#### Your goal
Convert the part of the listing below that opens with the line containing "Target: black long-sleeve shirt" and closes with the line containing "left=322, top=134, right=428, bottom=215", both ends included, into a Markdown table. Use the columns Row and Entry, give each line a row number, and skip blank lines.

#### Stored records
__________________________________________________
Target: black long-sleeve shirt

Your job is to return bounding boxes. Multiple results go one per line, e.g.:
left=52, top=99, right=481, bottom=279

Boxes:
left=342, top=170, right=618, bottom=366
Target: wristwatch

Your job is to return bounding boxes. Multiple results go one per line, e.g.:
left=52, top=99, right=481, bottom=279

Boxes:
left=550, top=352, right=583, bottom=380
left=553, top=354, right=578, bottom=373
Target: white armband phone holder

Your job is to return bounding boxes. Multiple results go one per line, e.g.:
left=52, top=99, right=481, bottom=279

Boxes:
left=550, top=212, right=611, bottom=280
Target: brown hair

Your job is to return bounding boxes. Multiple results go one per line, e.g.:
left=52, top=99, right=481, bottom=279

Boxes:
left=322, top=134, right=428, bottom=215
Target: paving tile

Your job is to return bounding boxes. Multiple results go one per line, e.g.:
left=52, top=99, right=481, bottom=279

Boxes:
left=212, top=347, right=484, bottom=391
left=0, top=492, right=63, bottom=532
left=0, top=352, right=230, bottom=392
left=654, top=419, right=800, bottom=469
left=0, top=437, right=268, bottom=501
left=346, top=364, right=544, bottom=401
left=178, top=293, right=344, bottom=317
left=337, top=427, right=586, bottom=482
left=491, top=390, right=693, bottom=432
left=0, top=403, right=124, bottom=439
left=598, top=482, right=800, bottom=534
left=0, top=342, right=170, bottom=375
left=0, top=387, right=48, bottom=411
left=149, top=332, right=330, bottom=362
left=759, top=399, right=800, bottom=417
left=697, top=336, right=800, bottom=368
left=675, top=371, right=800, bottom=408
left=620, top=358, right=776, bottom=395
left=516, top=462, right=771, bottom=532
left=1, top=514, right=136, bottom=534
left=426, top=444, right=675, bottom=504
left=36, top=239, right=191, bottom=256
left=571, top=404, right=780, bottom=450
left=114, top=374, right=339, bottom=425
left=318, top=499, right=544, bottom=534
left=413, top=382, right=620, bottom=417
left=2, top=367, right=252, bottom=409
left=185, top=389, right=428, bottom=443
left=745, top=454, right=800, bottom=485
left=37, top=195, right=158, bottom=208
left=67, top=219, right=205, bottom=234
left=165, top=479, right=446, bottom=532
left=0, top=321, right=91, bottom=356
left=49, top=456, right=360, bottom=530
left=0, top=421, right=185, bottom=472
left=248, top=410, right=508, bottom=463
__________________________________________________
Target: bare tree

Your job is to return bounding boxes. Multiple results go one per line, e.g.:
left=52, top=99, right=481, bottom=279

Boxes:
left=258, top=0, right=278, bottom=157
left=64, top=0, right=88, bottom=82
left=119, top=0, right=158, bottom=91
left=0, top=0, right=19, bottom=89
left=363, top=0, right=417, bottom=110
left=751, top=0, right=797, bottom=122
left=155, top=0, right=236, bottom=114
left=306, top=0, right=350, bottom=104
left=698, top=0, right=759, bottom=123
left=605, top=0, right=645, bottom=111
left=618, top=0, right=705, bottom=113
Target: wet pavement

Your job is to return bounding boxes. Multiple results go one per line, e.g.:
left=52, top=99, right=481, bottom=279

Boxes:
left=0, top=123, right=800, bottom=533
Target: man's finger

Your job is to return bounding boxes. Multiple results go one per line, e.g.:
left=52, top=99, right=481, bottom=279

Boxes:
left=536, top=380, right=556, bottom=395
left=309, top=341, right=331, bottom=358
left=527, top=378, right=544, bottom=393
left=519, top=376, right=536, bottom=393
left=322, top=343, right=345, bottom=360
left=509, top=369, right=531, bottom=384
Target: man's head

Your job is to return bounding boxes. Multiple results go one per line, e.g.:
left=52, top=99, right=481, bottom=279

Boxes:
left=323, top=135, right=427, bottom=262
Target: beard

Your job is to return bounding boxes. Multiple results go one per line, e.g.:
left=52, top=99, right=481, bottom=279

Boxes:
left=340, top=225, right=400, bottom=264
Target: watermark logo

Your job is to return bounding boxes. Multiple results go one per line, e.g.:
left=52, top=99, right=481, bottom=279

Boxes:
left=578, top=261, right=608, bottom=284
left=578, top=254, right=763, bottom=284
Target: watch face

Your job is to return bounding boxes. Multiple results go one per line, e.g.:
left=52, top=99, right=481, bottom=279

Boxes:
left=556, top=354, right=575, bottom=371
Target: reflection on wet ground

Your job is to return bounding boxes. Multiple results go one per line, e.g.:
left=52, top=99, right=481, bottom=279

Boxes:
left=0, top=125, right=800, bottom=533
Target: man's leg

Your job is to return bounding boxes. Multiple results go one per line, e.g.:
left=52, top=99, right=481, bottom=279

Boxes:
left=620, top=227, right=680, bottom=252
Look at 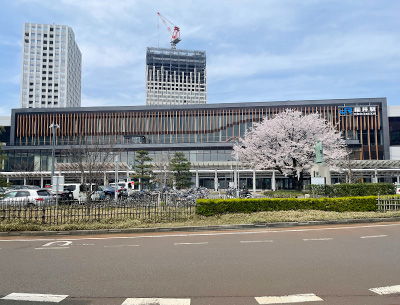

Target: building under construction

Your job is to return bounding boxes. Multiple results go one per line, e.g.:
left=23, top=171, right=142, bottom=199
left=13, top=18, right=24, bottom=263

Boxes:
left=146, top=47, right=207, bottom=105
__________________________________________________
#### Answer below
| Row | Entry |
|---|---|
| 1 | Target: black long-sleeve shirt |
| 2 | Your job is to return bounding boxes. Multiple results go one per line, e.g.: |
| 3 | left=52, top=99, right=481, bottom=279 |
| 4 | Boxes: |
| 5 | left=342, top=170, right=618, bottom=366 |
| 6 | Target: wristwatch |
| 7 | Your job is to return bounding boxes. Multiple results go one per line, e.g.: |
| 8 | left=52, top=99, right=481, bottom=279 |
| 9 | Boxes: |
| 10 | left=550, top=352, right=583, bottom=380 |
| 11 | left=553, top=354, right=578, bottom=373 |
| 12 | Target: white armband phone holder |
| 13 | Your job is to return bounding boxes. Multiple results go one per line, e.g.: |
| 14 | left=52, top=99, right=481, bottom=279 |
| 15 | Boxes: |
| 16 | left=550, top=212, right=611, bottom=280 |
| 17 | Target: brown hair |
| 18 | Your job is to return bounding boxes. Multiple results go one per line, e.g.: |
| 19 | left=52, top=99, right=481, bottom=279 |
| 20 | Boxes: |
| 21 | left=322, top=134, right=428, bottom=215 |